INPUT DATA:
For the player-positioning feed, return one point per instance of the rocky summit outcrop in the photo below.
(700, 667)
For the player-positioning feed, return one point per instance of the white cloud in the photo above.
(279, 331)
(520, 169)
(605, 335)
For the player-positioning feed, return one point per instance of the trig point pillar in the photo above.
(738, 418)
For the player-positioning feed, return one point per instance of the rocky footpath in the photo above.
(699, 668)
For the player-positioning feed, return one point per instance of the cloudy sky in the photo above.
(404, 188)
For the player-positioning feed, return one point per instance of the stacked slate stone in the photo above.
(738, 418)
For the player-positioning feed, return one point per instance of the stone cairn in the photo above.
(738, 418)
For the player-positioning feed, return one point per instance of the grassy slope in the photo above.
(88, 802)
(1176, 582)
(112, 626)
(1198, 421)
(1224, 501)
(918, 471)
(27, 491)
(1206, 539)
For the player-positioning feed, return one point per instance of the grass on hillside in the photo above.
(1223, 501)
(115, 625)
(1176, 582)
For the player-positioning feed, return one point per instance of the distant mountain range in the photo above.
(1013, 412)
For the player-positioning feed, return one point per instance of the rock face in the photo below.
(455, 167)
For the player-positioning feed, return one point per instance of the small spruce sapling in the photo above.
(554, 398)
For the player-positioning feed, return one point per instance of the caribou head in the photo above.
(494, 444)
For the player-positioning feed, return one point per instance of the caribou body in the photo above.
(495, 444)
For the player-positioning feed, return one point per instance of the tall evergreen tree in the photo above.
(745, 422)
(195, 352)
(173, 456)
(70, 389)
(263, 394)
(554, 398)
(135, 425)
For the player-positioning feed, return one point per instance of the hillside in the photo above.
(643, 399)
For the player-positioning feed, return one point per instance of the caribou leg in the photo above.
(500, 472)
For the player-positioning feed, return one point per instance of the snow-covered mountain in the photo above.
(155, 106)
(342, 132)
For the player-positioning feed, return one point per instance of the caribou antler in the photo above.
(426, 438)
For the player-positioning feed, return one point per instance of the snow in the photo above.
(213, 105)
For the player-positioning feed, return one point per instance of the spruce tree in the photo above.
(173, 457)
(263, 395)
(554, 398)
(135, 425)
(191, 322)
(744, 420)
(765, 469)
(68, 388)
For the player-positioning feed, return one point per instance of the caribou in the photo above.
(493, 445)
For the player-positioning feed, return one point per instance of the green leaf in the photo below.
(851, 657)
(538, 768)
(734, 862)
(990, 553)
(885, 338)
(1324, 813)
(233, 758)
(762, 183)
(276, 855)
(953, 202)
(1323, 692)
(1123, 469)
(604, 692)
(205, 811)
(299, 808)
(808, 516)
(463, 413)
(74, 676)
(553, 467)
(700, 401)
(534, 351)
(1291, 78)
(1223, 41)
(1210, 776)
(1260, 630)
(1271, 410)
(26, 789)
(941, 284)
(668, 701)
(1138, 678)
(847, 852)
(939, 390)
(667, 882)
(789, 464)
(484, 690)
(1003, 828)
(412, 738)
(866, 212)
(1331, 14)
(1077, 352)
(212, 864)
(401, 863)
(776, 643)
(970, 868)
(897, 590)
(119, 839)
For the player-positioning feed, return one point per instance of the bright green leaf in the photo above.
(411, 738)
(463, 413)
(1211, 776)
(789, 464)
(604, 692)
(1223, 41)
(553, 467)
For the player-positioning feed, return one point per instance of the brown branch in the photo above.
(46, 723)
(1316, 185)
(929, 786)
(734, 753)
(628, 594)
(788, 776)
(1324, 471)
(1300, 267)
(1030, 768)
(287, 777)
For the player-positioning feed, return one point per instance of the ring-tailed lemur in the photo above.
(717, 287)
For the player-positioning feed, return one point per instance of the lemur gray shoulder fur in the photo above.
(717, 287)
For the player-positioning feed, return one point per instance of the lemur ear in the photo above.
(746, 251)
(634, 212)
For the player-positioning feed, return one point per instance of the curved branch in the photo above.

WHAT YOU ARE ASKED TO DO: Every record should be repeated exactly; please leave none out.

TASK OUTPUT:
For the player-positioning feed, return one point per instance of the rocky summit outcrop in the photo below.
(700, 667)
For the player-positioning feed, return one point per instance of the white cloud in the photo above.
(279, 331)
(520, 169)
(605, 335)
For the player-positioning feed, return one point per instance of the trig point pillar in the photo above.
(738, 418)
For the player-positioning feed, return one point per instance of the rocky footpath in the photo above.
(699, 668)
For the player-positioning feed, return one point per instance of the cloudy sky in the photo above.
(404, 188)
For the player-positioning feed, return one point per instance of the stacked slate stone in the photo above.
(738, 418)
For the player-positioning feed, return one point per instance of the stone cairn in the photo above.
(738, 418)
For the player-positioning feed, return one point per instance of the grassy slope in the photo above.
(88, 802)
(1176, 582)
(112, 626)
(1198, 421)
(1224, 501)
(918, 471)
(27, 491)
(1206, 539)
For the player-positioning feed, return one point per instance of the grass on hillside in the photo above.
(1223, 501)
(115, 625)
(1176, 582)
For the player-positioning feed, return one point per instance of the distant mountain range in the photo above.
(1013, 412)
For the player-positioning feed, return one point per instance of the rock face in the photo below.
(455, 167)
For the player-positioning feed, return one point per instance of the small spruce sapling in the photo above.
(554, 398)
For the player-positioning feed, return one point per instance of the caribou head in the photo above.
(494, 444)
For the player-positioning feed, return one point per instance of the caribou body in the photo above.
(495, 444)
For the player-positioning feed, return one point per instance of the tall evergreen tree in the photo above.
(745, 422)
(195, 352)
(173, 456)
(70, 389)
(263, 394)
(554, 398)
(135, 425)
For the player-positioning feed, return one point per instance of the hillside in the photo above.
(643, 399)
For the player-positioning feed, return one point per instance of the caribou leg in the photo above.
(500, 472)
For the player-positioning feed, return one point per instance of the snow-covered mountain in the photo above.
(155, 106)
(342, 132)
For the player-positioning feed, return one point per instance of the caribou antler in the photo above.
(426, 438)
For the player-positioning feed, return one point per instance of the snow in the photo above.
(213, 105)
For the player-positioning feed, return one point per instance of the spruce tree in the photo above.
(173, 457)
(263, 395)
(554, 398)
(135, 425)
(191, 322)
(744, 420)
(765, 469)
(68, 388)
For the player-positioning feed, return one point per instance of the caribou in the photo above.
(493, 445)
For the player-positioning feed, return one point per instance of the green leaf in the photo below.
(851, 657)
(538, 768)
(734, 862)
(990, 553)
(885, 338)
(1324, 813)
(233, 758)
(762, 183)
(276, 855)
(953, 202)
(1323, 692)
(1123, 469)
(604, 692)
(205, 811)
(299, 808)
(808, 516)
(463, 413)
(74, 676)
(553, 467)
(700, 401)
(534, 351)
(1291, 78)
(1223, 41)
(1210, 776)
(1260, 630)
(1271, 410)
(26, 789)
(941, 284)
(668, 701)
(1138, 678)
(847, 852)
(939, 390)
(667, 882)
(789, 464)
(484, 690)
(1003, 828)
(412, 738)
(866, 212)
(1331, 14)
(1077, 352)
(212, 864)
(401, 863)
(776, 643)
(970, 868)
(897, 590)
(119, 839)
For the player-positioning feed, return one point per instance of the bright green leaf in the photo above.
(411, 738)
(463, 413)
(1211, 776)
(789, 464)
(604, 692)
(1223, 41)
(553, 467)
For the player-positioning feed, return one point per instance of the brown branch in the photo above.
(46, 723)
(1316, 185)
(929, 786)
(734, 753)
(628, 594)
(788, 776)
(1324, 471)
(1300, 267)
(1030, 768)
(287, 777)
For the player-positioning feed, return one point per instance of the ring-tailed lemur in the photo above.
(717, 287)
For the player-positioning feed, return one point per instance of the lemur gray shoulder fur in the photo above.
(717, 287)
For the player-positioning feed, return one point per instance of the lemur ear in the photo above.
(746, 251)
(634, 212)
For the player-positioning feed, return one point per instance of the curved branch in the photo above.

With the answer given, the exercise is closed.